The problem
Each line from the one containing "the blue pool" through the end of the data is to be written out exactly, and nothing more.
####################
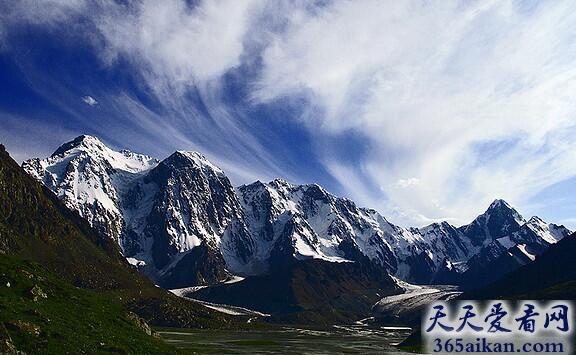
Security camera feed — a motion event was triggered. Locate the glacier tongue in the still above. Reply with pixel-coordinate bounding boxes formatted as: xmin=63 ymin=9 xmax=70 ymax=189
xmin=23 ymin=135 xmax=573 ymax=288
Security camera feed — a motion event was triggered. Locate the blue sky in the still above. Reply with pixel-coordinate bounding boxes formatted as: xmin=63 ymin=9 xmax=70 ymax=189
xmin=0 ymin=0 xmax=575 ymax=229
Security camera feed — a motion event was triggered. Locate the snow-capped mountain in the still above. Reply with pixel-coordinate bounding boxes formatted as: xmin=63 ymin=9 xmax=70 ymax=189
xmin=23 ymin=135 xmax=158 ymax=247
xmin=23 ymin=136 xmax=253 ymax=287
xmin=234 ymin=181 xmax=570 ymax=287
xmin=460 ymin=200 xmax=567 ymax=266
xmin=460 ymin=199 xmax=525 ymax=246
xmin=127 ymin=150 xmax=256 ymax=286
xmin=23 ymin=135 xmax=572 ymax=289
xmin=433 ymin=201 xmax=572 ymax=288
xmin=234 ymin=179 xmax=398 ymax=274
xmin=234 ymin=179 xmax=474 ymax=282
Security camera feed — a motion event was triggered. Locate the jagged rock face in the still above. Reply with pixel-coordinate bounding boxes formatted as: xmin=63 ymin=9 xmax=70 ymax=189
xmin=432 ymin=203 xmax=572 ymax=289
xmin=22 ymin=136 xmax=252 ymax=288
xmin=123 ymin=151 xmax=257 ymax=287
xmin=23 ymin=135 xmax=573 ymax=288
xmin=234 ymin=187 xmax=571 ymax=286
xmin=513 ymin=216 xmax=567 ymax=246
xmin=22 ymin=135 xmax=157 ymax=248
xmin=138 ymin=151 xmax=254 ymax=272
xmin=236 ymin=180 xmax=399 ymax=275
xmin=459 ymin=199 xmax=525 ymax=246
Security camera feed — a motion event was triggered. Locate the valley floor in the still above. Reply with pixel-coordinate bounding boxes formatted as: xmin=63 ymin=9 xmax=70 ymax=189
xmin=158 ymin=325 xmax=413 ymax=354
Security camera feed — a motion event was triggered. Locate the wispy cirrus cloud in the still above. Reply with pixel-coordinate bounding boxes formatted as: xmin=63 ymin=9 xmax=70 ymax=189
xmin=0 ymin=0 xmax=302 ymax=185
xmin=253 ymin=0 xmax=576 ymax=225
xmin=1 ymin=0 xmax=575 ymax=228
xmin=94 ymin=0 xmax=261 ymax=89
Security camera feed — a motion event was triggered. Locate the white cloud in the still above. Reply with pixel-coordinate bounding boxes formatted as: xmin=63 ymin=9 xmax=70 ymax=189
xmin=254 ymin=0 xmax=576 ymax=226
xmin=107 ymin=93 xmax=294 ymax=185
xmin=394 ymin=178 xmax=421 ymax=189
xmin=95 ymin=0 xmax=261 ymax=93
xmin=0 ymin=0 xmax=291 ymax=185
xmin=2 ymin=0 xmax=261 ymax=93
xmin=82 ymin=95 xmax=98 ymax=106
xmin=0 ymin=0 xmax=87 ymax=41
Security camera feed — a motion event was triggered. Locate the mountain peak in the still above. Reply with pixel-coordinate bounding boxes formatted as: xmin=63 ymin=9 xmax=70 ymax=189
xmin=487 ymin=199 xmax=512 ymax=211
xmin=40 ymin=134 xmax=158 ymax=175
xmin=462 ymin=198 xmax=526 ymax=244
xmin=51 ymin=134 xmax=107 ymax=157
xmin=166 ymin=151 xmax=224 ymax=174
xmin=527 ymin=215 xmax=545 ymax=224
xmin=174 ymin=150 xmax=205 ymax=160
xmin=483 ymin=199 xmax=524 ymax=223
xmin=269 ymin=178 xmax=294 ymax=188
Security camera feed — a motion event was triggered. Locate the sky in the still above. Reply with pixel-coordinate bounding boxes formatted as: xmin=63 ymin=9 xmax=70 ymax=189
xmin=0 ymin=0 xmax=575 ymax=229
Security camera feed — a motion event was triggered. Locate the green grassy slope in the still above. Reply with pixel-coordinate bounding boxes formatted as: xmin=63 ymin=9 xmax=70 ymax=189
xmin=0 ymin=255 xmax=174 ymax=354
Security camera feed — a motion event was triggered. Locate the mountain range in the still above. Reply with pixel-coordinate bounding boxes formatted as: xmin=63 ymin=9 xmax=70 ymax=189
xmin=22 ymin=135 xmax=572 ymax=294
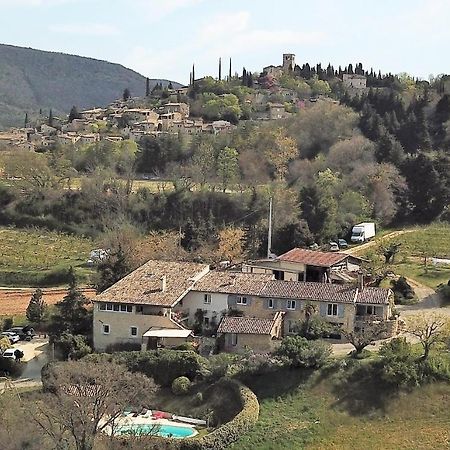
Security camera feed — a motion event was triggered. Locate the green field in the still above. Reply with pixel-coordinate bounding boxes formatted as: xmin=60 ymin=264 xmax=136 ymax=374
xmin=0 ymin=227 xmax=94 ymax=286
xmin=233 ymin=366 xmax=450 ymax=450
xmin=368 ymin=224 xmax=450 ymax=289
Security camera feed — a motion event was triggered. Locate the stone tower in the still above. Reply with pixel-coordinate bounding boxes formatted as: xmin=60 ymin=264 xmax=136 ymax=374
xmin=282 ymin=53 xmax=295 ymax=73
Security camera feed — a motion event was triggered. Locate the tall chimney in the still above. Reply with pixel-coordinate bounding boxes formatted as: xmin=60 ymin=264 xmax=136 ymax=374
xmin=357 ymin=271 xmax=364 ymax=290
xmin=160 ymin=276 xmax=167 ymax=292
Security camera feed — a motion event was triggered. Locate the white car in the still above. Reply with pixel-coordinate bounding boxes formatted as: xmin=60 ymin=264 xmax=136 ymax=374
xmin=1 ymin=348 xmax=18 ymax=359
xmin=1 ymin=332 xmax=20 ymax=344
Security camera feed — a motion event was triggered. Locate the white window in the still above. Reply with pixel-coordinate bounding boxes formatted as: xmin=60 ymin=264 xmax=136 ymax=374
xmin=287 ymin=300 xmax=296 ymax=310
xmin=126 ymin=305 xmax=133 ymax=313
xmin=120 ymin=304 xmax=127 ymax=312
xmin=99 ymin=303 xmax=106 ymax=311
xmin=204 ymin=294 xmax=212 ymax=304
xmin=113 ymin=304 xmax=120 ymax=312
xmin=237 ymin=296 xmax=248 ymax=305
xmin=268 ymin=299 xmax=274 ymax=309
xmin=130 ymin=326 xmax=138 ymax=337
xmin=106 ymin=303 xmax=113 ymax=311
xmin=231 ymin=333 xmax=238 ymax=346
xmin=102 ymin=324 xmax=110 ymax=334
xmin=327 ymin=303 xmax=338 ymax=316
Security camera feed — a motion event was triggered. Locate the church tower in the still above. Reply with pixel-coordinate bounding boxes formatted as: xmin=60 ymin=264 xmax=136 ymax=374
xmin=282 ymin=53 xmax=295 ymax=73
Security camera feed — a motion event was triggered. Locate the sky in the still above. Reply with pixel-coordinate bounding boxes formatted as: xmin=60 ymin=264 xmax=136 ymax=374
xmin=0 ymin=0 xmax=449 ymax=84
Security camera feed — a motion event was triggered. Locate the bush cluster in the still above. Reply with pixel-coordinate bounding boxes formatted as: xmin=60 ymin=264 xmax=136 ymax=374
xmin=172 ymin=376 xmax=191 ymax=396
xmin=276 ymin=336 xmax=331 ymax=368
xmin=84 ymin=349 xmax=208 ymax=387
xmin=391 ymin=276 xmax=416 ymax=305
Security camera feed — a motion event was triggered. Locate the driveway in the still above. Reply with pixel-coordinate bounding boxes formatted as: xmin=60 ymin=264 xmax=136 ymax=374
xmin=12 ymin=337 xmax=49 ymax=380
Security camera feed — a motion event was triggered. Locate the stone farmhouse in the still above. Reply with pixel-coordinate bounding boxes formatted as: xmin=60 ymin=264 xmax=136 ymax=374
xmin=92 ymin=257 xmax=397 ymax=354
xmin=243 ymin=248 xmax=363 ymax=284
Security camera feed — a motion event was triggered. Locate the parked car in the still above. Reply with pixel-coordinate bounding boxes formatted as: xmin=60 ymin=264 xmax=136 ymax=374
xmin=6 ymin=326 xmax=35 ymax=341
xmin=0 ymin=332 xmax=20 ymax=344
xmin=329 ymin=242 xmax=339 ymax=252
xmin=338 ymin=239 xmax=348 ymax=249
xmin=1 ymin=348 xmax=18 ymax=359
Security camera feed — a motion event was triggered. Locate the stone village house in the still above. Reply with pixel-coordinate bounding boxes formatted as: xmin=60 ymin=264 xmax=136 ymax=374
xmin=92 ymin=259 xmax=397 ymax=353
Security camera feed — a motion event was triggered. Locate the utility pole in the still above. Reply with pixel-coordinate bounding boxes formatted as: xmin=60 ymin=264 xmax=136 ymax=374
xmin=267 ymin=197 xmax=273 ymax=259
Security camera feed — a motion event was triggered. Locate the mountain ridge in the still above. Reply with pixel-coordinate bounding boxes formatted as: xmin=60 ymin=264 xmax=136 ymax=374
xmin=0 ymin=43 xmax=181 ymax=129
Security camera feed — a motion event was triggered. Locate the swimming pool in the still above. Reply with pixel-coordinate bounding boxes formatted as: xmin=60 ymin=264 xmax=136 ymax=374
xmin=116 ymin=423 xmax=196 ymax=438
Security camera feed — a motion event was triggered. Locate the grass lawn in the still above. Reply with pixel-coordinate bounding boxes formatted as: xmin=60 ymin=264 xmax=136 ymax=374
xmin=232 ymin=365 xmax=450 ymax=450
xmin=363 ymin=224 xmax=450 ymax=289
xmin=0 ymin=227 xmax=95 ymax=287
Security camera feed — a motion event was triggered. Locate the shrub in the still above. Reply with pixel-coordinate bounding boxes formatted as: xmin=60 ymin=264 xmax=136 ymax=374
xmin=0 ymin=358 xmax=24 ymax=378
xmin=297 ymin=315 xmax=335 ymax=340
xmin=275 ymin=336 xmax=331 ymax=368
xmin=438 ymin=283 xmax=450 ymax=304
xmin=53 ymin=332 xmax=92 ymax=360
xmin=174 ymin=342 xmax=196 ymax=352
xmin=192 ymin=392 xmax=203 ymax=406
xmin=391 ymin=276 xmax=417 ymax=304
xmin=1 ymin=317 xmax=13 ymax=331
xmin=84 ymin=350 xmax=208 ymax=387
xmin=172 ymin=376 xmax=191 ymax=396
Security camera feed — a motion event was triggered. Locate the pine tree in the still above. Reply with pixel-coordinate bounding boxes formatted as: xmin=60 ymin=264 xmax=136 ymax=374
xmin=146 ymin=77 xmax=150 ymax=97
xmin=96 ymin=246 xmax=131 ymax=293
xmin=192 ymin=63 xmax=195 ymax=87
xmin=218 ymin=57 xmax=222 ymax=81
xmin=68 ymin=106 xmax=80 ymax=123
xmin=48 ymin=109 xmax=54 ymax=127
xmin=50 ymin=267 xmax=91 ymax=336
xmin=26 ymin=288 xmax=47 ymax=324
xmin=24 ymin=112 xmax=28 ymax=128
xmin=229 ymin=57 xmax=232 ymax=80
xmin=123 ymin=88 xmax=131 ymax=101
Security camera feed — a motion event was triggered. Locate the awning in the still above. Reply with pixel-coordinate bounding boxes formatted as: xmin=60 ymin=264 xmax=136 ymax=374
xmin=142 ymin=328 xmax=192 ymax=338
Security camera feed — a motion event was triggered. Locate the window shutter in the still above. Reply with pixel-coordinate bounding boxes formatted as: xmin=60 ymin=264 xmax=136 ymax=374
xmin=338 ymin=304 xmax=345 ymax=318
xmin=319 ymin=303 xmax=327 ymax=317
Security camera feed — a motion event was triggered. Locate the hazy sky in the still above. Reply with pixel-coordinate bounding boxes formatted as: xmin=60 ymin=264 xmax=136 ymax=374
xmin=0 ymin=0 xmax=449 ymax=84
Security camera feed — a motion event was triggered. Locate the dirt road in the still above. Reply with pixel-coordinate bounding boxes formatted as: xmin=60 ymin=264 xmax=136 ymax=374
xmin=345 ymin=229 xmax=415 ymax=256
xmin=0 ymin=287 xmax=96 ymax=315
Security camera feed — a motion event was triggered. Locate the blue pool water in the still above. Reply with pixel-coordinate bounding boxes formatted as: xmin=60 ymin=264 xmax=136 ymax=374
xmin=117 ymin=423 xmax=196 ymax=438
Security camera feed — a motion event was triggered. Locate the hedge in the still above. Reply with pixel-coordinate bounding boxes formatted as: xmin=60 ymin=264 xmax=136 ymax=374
####################
Solution to this problem
Security camera feed — a motion event was triggered. Locate the blue pool water in the still above. Reply with pixel-coordinate bounding boxes formatted as: xmin=60 ymin=264 xmax=136 ymax=374
xmin=117 ymin=423 xmax=196 ymax=438
Security camera feed — a motion event was triggered. Locate the hedge in the still above. Reply with pixel-coordinate bounding boxes formatted as: xmin=60 ymin=264 xmax=136 ymax=374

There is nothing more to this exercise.